──────── DATASET EXCERPTS ────────

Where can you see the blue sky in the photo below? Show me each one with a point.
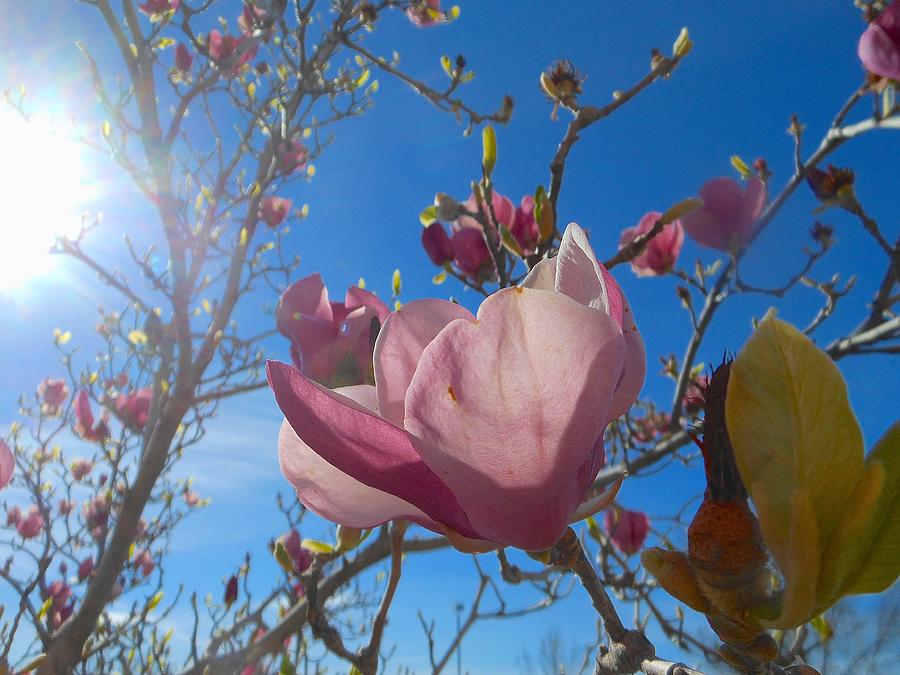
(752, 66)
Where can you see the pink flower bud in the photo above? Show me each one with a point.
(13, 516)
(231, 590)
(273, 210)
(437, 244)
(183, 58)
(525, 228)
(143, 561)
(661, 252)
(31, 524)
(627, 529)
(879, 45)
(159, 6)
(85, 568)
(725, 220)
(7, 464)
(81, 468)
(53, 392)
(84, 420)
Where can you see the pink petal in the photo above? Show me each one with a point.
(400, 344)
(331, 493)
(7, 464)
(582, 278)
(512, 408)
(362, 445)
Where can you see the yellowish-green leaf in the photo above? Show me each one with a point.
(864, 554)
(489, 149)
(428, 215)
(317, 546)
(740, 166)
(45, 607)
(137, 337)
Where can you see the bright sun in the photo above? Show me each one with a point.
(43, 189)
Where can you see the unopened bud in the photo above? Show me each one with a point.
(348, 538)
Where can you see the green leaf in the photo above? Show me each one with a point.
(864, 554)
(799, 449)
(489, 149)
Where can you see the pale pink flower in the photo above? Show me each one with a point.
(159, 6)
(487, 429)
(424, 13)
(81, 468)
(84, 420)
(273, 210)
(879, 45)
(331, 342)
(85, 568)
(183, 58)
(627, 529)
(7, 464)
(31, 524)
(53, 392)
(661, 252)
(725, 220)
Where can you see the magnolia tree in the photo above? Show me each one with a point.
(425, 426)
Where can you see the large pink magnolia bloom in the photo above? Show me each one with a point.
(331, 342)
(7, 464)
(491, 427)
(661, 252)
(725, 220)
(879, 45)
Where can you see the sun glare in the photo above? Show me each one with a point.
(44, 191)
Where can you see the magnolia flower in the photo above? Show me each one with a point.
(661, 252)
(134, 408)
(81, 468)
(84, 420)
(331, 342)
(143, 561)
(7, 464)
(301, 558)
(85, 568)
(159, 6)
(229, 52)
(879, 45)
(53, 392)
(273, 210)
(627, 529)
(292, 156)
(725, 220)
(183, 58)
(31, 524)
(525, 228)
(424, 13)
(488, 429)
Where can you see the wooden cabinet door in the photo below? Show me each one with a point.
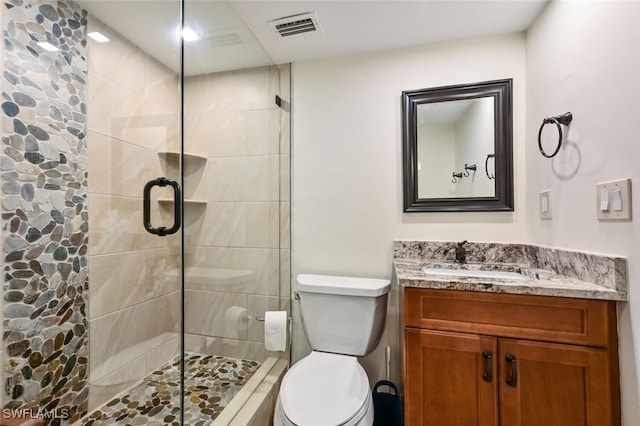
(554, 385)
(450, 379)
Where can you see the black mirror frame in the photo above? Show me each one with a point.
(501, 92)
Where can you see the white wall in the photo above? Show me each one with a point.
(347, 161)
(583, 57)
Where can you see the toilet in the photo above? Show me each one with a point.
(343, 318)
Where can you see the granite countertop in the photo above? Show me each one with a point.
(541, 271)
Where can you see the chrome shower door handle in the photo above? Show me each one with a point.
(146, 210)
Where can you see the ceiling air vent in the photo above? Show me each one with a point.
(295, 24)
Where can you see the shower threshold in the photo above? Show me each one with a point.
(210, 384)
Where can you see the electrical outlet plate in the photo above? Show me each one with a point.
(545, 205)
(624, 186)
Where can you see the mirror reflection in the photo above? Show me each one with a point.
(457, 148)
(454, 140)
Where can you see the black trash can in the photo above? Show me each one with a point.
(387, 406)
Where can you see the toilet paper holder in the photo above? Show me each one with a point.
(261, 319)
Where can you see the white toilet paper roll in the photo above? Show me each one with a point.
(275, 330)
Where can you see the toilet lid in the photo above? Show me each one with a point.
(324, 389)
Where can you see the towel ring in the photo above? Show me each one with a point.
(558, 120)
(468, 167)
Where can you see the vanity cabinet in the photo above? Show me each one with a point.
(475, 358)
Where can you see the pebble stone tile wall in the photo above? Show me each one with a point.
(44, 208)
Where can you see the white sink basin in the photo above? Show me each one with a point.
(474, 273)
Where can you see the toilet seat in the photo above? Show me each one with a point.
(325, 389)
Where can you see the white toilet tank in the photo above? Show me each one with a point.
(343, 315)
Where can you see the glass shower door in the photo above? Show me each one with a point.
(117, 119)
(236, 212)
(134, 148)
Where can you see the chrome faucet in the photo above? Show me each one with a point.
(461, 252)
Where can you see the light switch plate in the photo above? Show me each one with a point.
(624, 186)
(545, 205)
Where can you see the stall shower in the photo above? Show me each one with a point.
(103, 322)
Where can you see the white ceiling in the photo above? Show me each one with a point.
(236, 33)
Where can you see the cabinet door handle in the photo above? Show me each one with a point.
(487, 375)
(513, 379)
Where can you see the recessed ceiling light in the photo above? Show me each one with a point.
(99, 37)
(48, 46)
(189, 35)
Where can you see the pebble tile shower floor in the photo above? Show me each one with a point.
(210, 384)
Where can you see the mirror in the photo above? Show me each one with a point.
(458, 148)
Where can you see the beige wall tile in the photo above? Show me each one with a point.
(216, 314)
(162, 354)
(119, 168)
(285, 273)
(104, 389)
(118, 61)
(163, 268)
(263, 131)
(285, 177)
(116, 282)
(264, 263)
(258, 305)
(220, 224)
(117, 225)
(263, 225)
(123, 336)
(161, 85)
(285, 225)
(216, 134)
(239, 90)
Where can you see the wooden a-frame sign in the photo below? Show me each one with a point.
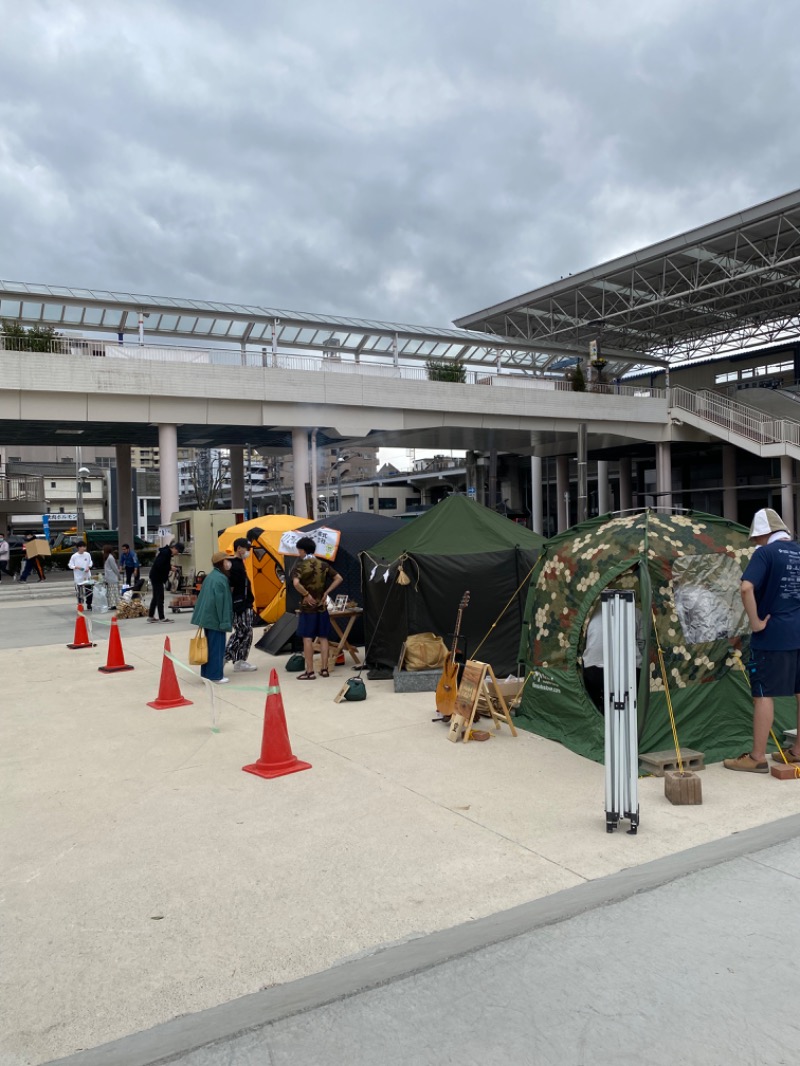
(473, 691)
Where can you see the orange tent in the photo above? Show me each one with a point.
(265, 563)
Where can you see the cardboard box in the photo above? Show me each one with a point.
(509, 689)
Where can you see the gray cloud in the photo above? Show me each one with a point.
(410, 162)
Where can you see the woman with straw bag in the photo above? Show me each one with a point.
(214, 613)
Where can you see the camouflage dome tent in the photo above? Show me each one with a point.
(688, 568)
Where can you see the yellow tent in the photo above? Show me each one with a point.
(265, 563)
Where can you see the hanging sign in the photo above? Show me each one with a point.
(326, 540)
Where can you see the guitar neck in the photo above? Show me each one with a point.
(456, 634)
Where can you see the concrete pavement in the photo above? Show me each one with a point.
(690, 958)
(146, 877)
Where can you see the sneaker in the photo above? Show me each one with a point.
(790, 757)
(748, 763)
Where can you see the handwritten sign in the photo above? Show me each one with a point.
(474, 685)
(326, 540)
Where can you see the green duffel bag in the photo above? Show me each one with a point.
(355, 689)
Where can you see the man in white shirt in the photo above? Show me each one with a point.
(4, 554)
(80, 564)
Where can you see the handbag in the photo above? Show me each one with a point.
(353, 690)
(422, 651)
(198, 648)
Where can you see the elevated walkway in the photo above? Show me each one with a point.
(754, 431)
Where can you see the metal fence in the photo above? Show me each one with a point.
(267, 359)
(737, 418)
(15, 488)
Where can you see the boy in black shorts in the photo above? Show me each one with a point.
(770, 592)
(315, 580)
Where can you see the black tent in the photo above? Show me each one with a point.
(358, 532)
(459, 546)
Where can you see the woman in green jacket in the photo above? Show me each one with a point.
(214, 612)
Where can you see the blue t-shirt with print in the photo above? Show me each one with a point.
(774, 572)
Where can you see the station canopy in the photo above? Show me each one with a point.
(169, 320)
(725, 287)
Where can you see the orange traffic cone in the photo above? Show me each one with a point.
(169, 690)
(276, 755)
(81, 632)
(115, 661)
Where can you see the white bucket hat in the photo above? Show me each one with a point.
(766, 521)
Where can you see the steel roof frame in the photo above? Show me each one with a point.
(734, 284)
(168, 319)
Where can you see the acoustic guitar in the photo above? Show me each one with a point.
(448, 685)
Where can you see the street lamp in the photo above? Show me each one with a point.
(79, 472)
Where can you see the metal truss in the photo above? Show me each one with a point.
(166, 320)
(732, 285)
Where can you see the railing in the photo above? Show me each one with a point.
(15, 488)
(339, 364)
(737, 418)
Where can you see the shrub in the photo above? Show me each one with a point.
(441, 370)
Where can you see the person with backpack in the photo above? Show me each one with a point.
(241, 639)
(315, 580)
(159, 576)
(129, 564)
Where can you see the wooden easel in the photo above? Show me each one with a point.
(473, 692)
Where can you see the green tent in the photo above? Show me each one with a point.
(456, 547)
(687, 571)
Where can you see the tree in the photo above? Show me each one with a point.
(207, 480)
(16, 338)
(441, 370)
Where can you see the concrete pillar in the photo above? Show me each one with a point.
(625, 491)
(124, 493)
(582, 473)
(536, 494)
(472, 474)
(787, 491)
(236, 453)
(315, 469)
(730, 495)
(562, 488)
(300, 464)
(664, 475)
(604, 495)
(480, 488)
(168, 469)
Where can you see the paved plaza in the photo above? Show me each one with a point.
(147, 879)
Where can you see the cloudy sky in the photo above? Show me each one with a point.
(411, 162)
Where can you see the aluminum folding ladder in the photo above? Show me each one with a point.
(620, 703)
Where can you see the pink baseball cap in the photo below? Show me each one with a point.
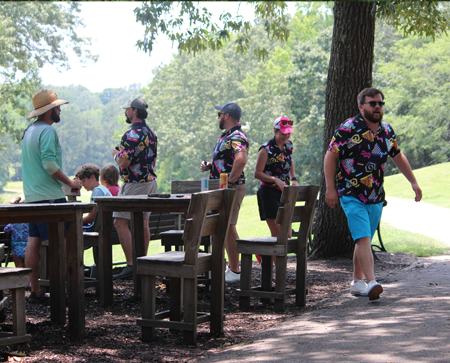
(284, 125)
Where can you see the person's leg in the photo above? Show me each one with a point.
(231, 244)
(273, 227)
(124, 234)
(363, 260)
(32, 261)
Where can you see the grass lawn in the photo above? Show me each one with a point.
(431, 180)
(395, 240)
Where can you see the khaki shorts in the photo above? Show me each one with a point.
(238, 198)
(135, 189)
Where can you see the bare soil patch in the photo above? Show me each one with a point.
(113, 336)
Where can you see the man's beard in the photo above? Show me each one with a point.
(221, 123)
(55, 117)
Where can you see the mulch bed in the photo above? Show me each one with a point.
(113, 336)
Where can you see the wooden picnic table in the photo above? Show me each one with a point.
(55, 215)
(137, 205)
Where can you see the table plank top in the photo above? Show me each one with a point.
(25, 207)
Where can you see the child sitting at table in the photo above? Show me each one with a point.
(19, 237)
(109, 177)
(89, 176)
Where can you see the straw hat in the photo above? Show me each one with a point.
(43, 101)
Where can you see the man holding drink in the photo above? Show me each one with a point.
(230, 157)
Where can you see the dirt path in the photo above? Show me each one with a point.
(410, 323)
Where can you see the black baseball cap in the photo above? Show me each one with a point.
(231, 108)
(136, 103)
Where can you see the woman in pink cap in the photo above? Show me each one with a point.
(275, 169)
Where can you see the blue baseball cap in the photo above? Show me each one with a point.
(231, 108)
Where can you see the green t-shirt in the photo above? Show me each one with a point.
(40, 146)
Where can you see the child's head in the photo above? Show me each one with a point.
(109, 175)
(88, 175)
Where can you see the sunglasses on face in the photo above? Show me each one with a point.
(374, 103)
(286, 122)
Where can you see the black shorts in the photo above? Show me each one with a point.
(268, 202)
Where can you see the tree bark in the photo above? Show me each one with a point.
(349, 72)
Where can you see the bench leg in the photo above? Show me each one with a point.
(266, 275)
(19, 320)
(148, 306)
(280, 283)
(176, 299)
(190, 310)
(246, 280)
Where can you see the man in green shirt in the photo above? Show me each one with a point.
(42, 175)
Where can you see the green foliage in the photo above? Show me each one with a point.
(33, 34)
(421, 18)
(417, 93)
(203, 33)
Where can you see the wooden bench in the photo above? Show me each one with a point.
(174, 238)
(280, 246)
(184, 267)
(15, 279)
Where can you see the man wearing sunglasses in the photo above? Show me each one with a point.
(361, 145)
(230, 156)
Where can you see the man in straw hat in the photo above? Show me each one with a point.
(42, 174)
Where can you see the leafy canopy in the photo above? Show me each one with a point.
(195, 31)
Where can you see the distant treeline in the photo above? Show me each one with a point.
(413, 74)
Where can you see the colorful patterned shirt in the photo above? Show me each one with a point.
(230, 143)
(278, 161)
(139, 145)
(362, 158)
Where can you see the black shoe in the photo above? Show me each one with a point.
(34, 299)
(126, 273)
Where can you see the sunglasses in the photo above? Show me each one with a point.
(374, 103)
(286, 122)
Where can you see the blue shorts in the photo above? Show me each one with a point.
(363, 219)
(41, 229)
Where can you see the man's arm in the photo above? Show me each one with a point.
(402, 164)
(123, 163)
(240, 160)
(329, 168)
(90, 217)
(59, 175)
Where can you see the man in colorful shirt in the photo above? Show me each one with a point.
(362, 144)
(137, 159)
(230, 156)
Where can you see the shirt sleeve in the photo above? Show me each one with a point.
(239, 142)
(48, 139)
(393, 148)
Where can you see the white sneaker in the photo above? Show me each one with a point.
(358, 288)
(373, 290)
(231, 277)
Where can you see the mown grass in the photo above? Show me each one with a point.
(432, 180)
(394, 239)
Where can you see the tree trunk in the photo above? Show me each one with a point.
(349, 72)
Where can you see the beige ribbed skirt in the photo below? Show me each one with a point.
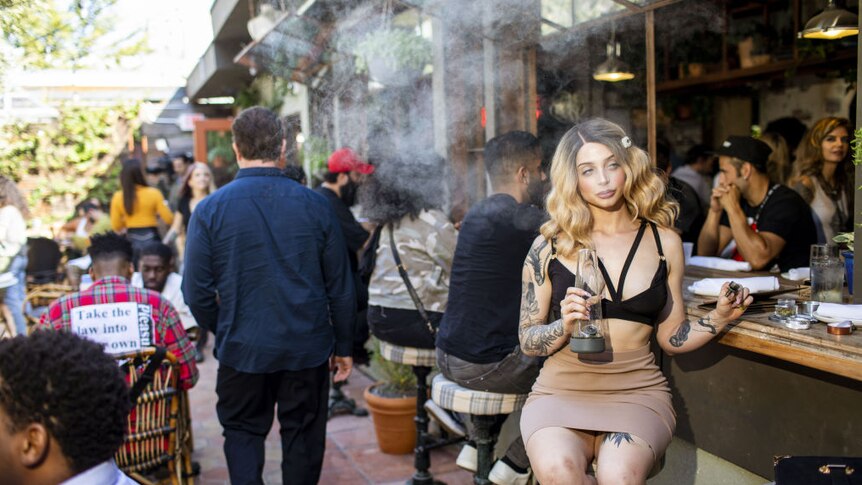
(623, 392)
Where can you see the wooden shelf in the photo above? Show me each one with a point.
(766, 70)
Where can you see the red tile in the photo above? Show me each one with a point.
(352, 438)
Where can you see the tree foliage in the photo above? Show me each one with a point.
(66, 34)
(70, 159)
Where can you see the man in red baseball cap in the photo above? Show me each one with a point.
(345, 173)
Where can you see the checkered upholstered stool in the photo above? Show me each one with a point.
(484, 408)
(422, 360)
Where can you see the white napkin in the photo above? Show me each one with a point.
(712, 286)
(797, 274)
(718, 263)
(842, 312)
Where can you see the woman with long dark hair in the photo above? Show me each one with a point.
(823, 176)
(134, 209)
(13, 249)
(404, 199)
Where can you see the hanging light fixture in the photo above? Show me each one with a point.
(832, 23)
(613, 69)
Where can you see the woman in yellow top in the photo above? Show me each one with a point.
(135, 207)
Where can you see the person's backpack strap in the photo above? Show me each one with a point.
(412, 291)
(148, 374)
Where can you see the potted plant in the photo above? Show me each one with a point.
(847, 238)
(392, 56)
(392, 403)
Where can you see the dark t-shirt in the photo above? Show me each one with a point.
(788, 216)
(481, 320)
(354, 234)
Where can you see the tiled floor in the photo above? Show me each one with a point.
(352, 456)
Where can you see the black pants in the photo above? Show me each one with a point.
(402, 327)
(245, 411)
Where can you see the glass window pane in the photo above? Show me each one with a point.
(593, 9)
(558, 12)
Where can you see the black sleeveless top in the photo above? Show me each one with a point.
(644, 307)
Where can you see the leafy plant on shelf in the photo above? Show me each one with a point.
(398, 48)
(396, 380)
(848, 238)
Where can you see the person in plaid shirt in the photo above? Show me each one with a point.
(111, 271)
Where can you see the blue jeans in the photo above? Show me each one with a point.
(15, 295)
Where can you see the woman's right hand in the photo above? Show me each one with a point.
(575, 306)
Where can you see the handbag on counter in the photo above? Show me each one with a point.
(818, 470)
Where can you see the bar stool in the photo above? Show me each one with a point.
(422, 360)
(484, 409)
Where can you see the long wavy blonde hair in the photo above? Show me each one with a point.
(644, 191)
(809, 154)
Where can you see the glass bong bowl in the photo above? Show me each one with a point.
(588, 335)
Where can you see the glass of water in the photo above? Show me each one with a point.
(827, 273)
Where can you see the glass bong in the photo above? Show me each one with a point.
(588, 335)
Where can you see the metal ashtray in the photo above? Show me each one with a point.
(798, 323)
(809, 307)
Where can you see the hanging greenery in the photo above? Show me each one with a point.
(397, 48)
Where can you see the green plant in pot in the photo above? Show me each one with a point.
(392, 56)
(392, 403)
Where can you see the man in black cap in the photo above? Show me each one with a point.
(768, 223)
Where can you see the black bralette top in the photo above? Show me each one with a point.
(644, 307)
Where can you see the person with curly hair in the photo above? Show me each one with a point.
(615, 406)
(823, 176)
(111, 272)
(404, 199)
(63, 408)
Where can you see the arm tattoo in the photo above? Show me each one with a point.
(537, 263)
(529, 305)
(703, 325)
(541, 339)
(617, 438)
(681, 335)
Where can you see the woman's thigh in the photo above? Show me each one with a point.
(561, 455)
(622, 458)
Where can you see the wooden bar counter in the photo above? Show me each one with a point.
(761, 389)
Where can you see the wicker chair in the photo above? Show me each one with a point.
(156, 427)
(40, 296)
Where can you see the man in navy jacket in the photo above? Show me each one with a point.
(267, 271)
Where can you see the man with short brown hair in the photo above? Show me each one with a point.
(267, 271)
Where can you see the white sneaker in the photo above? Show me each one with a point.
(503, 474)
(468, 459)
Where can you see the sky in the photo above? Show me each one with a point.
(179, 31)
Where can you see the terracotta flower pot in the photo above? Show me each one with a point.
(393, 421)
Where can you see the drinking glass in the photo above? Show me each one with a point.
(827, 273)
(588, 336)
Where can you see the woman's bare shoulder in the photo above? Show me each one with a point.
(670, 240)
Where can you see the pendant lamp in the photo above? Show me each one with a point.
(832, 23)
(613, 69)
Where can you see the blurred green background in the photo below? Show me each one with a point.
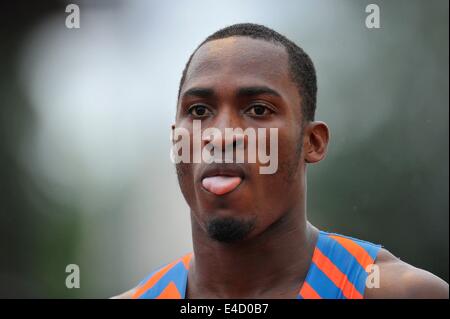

────────

WHAT THE TASK REQUIRES:
Copy exactly, and copy nothing else: the lines from the one containing "Where can you see the sky" through the end of the data, both ends included, with pictures left out.

REPLY TO THE TASK:
Where can you see the sky in the photo above? Show me each one with a point.
(179, 31)
Where can you see the terracotta flower pot in the photo above? Show me each one with a point.
(393, 421)
Where can you see the drinking glass in the photo above? Show me each one with a point.
(827, 273)
(588, 336)
Where can you see the woman's bare shoulder in the photo above? Show me each one with a point.
(670, 240)
Where can you see the pendant lamp in the photo above? Show me each one with a point.
(832, 23)
(613, 69)
Where can you see the blurred green background in the photo below? Show me each one with a point.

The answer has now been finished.